Source data section start
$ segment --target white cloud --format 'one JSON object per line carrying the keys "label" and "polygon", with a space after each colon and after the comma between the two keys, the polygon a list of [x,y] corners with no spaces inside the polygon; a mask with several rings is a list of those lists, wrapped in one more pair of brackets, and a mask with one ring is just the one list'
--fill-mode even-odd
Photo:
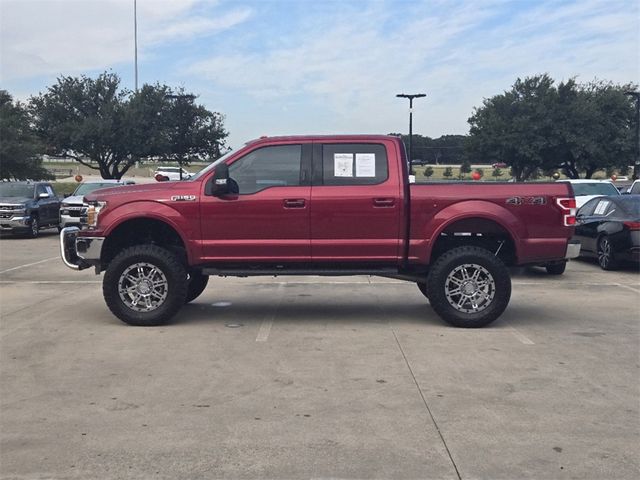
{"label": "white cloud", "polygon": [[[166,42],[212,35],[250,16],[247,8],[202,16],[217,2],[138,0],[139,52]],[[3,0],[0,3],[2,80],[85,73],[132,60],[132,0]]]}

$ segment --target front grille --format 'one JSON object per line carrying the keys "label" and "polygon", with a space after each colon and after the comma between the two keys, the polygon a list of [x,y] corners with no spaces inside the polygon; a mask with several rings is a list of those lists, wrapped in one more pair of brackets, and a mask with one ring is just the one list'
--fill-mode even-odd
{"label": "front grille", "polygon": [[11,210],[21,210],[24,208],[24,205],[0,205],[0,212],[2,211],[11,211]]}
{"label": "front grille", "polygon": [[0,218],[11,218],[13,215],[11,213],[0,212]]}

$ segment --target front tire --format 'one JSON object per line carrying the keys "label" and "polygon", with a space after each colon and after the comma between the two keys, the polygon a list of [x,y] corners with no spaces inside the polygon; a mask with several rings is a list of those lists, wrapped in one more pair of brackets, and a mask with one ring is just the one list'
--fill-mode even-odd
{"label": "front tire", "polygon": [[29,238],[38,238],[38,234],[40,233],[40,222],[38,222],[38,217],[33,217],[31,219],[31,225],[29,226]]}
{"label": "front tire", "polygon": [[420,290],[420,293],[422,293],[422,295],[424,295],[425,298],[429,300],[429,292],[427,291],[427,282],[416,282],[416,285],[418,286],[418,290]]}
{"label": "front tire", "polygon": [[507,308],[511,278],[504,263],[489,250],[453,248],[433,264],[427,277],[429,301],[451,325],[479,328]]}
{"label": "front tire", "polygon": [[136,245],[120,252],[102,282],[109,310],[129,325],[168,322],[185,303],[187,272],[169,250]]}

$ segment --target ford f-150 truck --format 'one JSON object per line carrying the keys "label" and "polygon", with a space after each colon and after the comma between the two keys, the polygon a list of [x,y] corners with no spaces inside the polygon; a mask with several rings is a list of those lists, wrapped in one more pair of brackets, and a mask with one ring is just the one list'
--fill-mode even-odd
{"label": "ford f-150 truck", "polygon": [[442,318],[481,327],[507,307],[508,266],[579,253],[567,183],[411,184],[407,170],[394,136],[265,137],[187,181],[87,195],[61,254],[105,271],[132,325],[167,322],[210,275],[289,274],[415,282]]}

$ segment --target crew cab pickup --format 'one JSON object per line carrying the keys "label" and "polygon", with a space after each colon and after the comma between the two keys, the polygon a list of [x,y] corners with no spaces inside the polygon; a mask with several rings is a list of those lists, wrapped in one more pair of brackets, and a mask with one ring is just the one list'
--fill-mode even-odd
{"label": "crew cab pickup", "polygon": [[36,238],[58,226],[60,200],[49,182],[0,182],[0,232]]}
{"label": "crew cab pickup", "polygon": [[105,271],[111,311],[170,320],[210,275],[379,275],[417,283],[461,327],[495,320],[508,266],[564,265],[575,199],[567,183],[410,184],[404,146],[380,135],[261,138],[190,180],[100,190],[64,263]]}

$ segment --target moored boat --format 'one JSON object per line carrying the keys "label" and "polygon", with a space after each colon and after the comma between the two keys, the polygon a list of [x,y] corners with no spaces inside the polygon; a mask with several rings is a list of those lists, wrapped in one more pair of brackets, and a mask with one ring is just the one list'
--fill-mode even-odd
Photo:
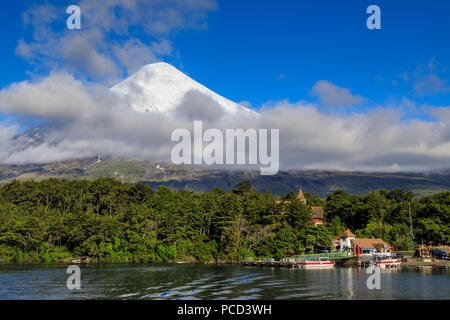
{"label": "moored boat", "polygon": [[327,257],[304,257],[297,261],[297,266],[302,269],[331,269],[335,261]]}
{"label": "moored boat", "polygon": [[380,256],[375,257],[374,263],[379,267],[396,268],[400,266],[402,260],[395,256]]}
Source data section end
### Task brief:
Please print all the data above word for word. Pictures should not appear in the copy.

### Answer space:
$ segment --target white cloud --format 'one JSON object per line carrying the keys "label" and "polygon", with a space after each colon and after the comma between the two keys, the polygon a list of [x,y] corners with no spaces inside the polygon; a mask with several rings is a list of those lists, wrapped in one more pair of brackets, and a mask with one ring is just the one list'
--fill-mode even-odd
Photo:
{"label": "white cloud", "polygon": [[[166,42],[212,35],[250,16],[247,8],[202,16],[217,2],[138,0],[139,52]],[[3,0],[0,3],[2,80],[85,73],[132,60],[132,0]]]}

$ segment --target front grille --format 'one JSON object per line carrying the keys "label" and "polygon", with a space after each colon and after the comma between the two keys, the polygon a list of [x,y] corners with no spaces inside the polygon; a mask with several rings is a list of those lists, wrapped in one more pair of brackets, and a mask with one ring is just the one list'
--fill-mode even-odd
{"label": "front grille", "polygon": [[11,210],[21,210],[24,208],[24,205],[0,205],[0,212],[2,211],[11,211]]}
{"label": "front grille", "polygon": [[0,218],[11,218],[13,215],[11,213],[0,212]]}

$ segment --target front tire --format 'one JSON object per line carrying the keys "label" and "polygon", with a space after each colon and after the comma between the two keys, the polygon a list of [x,y] corners with no spaces inside the polygon; a mask with several rings is a list of those lists, wrapped in one more pair of brackets, and a mask with one ring is just the one list'
--fill-mode even-odd
{"label": "front tire", "polygon": [[29,238],[38,238],[38,234],[40,233],[40,222],[38,222],[38,217],[33,217],[31,219],[31,225],[29,226]]}
{"label": "front tire", "polygon": [[420,290],[420,293],[422,293],[422,295],[424,295],[425,298],[429,300],[429,292],[427,291],[427,282],[416,282],[416,285],[418,286],[418,290]]}
{"label": "front tire", "polygon": [[507,308],[511,278],[504,263],[489,250],[453,248],[433,264],[427,277],[429,301],[451,325],[479,328]]}
{"label": "front tire", "polygon": [[136,245],[120,252],[102,282],[109,310],[129,325],[168,322],[185,303],[187,272],[169,250]]}

$ segment --target ford f-150 truck --format 'one JSON object per line carrying the keys "label" and "polygon", with a space after each colon and after the comma between the two keys, the polygon a list of [x,y] corners with no spaces inside the polygon; a mask with several rings is a list of those lists, wrapped in one more pair of brackets, and a mask with one ring is just the one list'
--fill-mode even-odd
{"label": "ford f-150 truck", "polygon": [[442,318],[481,327],[507,307],[508,266],[579,253],[567,183],[411,184],[407,170],[394,136],[265,137],[187,181],[87,195],[61,254],[105,271],[132,325],[167,322],[210,275],[289,274],[415,282]]}

$ segment --target crew cab pickup --format 'one JSON object per line carrying the keys "label" and "polygon", with a space after each colon and after the comma between the two keys, the polygon a list of [x,y] corners with no spaces inside the polygon; a mask with several rings is a list of those lists, wrapped in one more pair of brackets, and a mask with one ring is just the one list'
--fill-mode even-odd
{"label": "crew cab pickup", "polygon": [[36,238],[58,226],[60,200],[49,182],[0,182],[0,232]]}
{"label": "crew cab pickup", "polygon": [[105,271],[111,311],[170,320],[210,275],[379,275],[417,283],[461,327],[495,320],[508,266],[564,265],[575,199],[567,183],[410,184],[404,146],[380,135],[261,138],[190,180],[100,190],[64,263]]}

$ segment --target moored boat --format 'one JSON object per line carrying the keys "label" and "polygon", with a space after each colon and after the comma between the two keys, the polygon a list of [x,y] corners with no spaces inside the polygon; a mask with several rings is a list of those lists, wrapped in one more pair of brackets, and a mask with one ring is just the one list'
--fill-mode even-odd
Photo:
{"label": "moored boat", "polygon": [[327,257],[304,257],[297,261],[297,266],[302,269],[331,269],[335,261]]}
{"label": "moored boat", "polygon": [[380,256],[375,257],[374,263],[379,267],[396,268],[400,266],[402,260],[395,256]]}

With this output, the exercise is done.